# [WRITTEN TASKS]
1 > Write down the passage of the Dozzle setup text between "Note the use" and "to have tecnativa/docker-socket-proxy.", inclusive, with no changes.
2 > From the rows, pull out the lines between the ones holding "For every instance of the gray checkered" and "[[550, 185], [860, 42]]", inclusive, and reproduce them unchanged.

#### TEXT SHOWN

That is correct. The missing part for you is setting up each node. Dozzle v7 implemented all logic to manage services, stacks across nodes. However, the nodes still need to be setup using DOZZLE_REMOTE_HOST. This is not perfect but I am thinking about it.

Here is an example using socket proxy with swarm that should work:

services:
  dozzle:
    image: amir20/dozzle:latest
    ports:
      - "7575:8080"
    environment:
      DOZZLE_REMOTE_HOST: tcp://<yourfirstdockernodehostnamehere>-doz_proxy:2375,tcp://<yourseconddockernodehostnamehere>-doz_proxy:2375,etc...
    deploy:
      replicas: 1
      update_config:
        delay: 20s
        failure_action: rollback   

  proxy:
    image: tecnativa/docker-socket-proxy:0.1.2
    hostname: "{{.Node.Hostname}}-{{.Service.Name}}"
    volumes:
      - /var/run/docker.sock:/var/run/docker.sock:ro
    environment:
      CONTAINERS: 1
      INFO: 1      
    deploy:
      mode: global
      update_config:
        delay: 20s
        failure_action: rollback    

Note the use of DOZZLE_REMOTE_HOST as documented https://dozzle.dev/guide/remote-hosts. Then each swarm node needs to have tecnativa/docker-socket-proxy.

########
#### SUPPLIED RECORDS

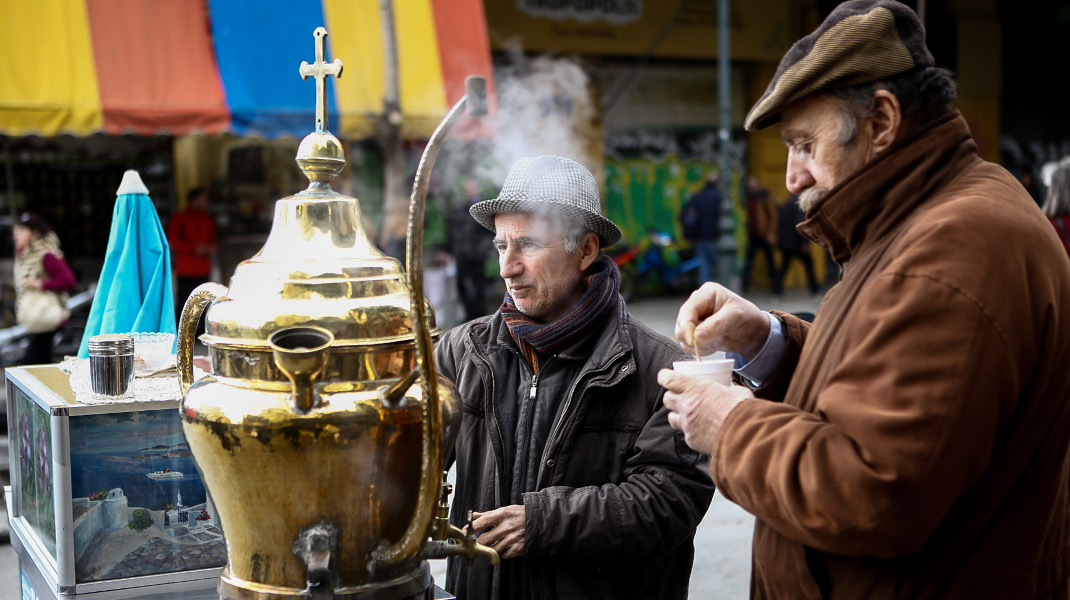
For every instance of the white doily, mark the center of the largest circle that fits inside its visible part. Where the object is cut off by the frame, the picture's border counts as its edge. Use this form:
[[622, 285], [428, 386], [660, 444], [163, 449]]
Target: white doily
[[162, 385]]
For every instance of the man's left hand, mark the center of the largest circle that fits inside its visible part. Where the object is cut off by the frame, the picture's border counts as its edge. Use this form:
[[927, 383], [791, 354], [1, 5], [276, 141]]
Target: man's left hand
[[699, 406], [506, 534]]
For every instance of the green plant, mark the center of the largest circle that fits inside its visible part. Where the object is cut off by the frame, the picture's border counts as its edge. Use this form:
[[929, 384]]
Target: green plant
[[140, 521]]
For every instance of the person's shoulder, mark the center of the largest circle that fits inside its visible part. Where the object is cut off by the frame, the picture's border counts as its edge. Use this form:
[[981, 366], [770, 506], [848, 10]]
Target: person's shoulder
[[652, 350], [477, 328]]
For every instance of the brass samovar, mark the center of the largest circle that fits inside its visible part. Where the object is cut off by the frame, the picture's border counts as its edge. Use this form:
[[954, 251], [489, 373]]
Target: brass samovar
[[322, 429]]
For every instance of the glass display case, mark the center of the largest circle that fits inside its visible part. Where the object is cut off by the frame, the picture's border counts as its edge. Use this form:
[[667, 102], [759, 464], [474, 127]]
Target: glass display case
[[106, 496]]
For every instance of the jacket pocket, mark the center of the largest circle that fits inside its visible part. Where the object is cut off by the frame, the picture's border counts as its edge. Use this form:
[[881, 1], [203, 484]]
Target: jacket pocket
[[599, 452]]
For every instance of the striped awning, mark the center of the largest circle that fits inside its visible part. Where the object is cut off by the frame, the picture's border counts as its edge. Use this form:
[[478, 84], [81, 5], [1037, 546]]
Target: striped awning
[[179, 66]]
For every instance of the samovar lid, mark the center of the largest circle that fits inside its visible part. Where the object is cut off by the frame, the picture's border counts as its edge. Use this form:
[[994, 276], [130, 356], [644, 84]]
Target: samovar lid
[[318, 265]]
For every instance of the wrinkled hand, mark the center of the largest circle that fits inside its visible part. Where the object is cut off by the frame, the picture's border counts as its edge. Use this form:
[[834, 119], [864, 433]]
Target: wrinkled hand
[[699, 406], [717, 319], [506, 529]]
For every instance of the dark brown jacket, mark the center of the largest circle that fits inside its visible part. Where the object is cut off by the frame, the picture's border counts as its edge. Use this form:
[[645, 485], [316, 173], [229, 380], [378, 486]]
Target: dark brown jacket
[[617, 495], [920, 449]]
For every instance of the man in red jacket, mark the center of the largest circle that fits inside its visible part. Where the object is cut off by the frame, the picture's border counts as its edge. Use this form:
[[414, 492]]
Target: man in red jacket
[[192, 236]]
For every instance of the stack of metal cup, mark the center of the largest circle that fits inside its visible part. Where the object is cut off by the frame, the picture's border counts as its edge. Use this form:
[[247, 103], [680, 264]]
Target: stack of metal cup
[[111, 365]]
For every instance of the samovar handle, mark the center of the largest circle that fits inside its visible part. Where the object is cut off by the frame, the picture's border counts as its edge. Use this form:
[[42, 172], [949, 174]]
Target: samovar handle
[[203, 295], [415, 535]]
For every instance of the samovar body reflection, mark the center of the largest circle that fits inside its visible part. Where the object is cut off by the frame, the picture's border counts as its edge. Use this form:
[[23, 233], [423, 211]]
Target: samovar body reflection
[[321, 430]]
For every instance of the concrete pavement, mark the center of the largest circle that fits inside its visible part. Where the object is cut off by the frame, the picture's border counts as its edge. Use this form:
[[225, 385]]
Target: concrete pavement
[[722, 542]]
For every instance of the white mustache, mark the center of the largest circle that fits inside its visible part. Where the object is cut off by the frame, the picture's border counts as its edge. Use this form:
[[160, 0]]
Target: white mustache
[[811, 196]]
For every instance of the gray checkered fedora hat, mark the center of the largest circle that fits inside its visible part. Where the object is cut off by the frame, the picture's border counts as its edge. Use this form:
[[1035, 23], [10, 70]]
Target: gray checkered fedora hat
[[550, 185], [860, 42]]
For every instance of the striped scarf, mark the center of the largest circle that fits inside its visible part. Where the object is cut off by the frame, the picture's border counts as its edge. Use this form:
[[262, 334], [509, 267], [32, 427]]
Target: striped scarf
[[533, 338]]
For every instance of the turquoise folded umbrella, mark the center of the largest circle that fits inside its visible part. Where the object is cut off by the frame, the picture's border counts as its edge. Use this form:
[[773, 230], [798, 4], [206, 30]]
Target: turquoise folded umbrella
[[134, 292]]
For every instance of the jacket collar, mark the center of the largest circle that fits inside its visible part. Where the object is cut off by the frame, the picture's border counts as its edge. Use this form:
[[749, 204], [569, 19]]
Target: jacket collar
[[875, 199], [596, 349]]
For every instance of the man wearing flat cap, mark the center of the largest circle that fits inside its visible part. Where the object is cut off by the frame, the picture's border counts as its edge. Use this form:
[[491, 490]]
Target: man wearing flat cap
[[565, 451], [914, 442]]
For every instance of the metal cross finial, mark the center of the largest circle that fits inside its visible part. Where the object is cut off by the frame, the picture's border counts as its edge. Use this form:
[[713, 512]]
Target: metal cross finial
[[320, 70]]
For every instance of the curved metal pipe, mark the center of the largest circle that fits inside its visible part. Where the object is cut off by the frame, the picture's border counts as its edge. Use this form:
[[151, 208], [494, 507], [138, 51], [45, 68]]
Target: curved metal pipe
[[203, 295], [415, 534]]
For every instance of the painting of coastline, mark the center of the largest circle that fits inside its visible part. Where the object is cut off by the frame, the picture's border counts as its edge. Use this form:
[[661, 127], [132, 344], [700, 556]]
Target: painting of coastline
[[139, 505], [33, 431]]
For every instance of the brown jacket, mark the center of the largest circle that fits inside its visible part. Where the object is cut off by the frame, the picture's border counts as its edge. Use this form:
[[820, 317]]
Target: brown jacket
[[920, 449]]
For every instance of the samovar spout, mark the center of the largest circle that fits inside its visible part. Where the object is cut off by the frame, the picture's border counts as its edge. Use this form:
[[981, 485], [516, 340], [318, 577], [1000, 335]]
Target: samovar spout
[[302, 353], [317, 547]]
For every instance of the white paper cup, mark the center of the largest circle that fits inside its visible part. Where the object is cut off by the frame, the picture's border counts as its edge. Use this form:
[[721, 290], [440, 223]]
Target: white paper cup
[[720, 371]]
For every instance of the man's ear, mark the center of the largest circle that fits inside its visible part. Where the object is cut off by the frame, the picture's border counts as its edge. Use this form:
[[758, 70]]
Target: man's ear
[[589, 250], [886, 123]]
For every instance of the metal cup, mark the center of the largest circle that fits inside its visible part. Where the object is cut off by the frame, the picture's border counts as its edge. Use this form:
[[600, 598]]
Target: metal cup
[[111, 364]]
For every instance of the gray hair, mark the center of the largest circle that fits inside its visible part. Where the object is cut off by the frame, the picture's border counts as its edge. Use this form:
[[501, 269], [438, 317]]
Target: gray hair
[[572, 231], [1057, 203], [923, 94]]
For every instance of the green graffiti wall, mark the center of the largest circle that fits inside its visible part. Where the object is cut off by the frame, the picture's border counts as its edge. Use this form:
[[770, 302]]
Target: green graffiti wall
[[642, 193]]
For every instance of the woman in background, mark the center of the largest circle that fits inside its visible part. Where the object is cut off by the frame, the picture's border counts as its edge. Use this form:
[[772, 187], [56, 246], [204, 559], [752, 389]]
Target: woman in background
[[42, 279], [1057, 205]]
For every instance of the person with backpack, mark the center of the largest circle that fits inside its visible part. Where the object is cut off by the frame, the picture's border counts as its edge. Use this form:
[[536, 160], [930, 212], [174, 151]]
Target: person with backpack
[[700, 221]]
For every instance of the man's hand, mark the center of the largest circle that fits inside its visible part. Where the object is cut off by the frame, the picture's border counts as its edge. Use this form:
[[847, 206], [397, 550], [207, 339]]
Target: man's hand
[[506, 534], [699, 406], [715, 319]]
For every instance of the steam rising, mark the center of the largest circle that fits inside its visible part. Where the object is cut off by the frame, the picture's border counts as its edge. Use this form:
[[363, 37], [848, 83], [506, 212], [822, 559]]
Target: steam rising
[[545, 106]]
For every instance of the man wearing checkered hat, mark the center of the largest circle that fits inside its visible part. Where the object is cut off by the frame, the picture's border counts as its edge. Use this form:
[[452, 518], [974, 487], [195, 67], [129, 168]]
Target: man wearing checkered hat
[[914, 442], [565, 451]]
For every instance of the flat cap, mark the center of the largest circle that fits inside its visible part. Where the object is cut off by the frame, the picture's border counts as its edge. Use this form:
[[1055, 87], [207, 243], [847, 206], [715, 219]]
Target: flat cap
[[860, 42]]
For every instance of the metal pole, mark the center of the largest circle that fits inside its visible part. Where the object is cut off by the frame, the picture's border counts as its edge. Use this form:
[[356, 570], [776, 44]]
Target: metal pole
[[11, 179], [395, 200], [727, 245]]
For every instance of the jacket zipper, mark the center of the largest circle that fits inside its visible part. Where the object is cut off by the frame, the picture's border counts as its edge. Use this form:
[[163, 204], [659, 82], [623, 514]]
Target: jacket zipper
[[564, 412], [493, 406]]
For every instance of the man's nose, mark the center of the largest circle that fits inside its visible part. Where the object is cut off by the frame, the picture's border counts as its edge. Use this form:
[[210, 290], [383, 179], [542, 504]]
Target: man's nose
[[798, 177], [509, 264]]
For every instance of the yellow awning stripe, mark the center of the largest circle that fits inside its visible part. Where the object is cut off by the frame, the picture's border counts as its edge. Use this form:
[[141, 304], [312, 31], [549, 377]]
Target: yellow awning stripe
[[47, 76], [360, 90]]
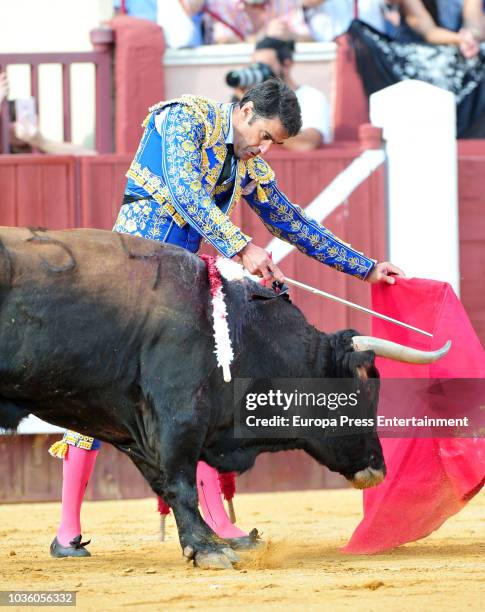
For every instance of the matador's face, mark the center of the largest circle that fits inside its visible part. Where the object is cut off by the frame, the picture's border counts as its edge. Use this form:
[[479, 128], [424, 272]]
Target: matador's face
[[254, 135]]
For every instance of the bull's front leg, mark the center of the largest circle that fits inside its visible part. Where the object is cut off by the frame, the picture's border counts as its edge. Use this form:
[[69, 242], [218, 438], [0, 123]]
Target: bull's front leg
[[175, 482]]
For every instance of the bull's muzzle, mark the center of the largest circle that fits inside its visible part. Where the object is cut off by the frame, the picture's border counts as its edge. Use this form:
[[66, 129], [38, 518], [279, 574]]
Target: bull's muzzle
[[369, 477]]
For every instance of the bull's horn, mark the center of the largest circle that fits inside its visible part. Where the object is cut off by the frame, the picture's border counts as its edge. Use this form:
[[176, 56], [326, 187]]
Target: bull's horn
[[392, 350]]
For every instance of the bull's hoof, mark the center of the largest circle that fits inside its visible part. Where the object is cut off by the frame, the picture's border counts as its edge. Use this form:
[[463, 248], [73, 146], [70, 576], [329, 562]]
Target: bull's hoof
[[76, 548], [248, 542], [214, 560]]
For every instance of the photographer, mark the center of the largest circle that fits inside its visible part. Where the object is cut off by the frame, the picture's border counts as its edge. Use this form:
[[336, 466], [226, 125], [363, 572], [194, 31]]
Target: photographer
[[274, 57]]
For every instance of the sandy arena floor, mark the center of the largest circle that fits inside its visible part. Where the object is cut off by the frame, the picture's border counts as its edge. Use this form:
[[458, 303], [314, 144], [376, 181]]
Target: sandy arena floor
[[299, 569]]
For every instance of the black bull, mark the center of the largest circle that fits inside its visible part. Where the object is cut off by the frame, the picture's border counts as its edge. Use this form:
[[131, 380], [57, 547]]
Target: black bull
[[112, 336]]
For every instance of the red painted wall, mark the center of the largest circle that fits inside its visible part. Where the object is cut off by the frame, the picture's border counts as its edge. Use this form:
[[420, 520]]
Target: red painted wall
[[138, 76]]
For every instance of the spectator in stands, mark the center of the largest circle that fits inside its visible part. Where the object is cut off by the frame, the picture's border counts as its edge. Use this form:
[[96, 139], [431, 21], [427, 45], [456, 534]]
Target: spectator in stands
[[25, 134], [181, 20], [3, 88], [446, 51], [278, 55], [328, 19], [232, 21]]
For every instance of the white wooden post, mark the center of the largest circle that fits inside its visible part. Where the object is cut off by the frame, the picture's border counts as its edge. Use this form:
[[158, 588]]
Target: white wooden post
[[418, 122]]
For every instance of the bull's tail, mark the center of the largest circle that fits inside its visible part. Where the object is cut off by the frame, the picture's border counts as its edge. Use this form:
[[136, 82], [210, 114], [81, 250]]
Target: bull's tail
[[11, 414]]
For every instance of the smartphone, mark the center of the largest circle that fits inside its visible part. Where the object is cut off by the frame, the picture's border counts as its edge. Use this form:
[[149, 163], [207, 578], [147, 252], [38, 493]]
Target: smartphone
[[25, 111]]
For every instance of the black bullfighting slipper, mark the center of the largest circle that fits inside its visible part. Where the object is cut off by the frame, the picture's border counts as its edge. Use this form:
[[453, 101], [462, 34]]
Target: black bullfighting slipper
[[76, 548], [253, 540]]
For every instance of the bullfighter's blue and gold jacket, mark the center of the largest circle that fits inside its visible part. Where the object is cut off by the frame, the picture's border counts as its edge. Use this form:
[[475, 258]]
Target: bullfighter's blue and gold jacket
[[176, 173]]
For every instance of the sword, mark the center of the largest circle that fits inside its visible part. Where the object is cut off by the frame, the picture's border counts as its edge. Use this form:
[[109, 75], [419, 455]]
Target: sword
[[290, 281]]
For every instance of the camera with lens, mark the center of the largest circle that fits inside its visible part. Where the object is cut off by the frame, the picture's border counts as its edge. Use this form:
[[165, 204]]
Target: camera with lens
[[249, 76]]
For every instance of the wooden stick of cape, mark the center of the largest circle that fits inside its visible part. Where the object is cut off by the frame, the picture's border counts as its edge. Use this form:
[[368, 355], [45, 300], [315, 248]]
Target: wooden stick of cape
[[330, 296]]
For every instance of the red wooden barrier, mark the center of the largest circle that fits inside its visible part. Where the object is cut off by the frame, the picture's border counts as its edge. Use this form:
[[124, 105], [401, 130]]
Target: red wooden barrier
[[38, 191], [100, 57]]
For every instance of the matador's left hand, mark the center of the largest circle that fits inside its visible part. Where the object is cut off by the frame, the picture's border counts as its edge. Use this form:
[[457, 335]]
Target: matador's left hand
[[385, 272]]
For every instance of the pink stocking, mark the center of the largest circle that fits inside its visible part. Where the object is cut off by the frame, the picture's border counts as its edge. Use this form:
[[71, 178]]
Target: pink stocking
[[76, 471], [210, 501]]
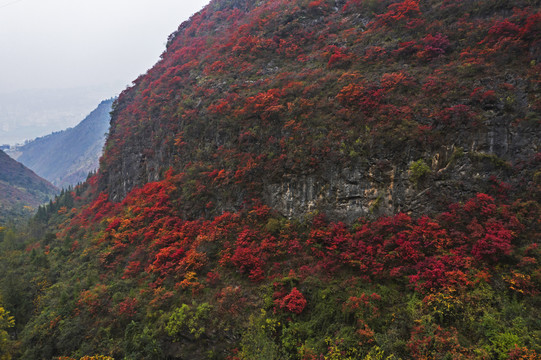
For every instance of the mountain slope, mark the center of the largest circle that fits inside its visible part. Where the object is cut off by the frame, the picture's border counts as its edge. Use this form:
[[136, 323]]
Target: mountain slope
[[327, 105], [21, 190], [67, 157], [311, 179]]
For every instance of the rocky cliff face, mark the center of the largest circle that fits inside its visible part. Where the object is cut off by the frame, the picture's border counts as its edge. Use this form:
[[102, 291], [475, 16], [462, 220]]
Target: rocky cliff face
[[347, 108]]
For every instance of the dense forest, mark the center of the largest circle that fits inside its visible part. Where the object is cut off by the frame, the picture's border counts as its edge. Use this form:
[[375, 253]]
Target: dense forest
[[303, 180]]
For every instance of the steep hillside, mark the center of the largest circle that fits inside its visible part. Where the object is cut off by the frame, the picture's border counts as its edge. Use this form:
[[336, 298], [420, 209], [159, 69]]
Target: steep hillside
[[306, 179], [66, 157], [330, 106], [21, 190]]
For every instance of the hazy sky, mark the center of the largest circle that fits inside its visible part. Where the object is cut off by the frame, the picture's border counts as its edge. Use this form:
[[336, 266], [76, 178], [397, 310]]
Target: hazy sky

########

# [SOLUTIONS FOR EACH TASK]
1 >
Note the use of DOZZLE_REMOTE_HOST as documented https://dozzle.dev/guide/remote-hosts. Then each swarm node needs to have tecnativa/docker-socket-proxy.

2 >
For every instance of the gray checkered fedora hat, mark the center of the largest circle that fits inside its visible part. Where the object is cut off by the frame, the picture's border counts as its edge. Use this form:
[[1035, 23], [10, 70]]
Target: gray checkered fedora hat
[[550, 185], [860, 42]]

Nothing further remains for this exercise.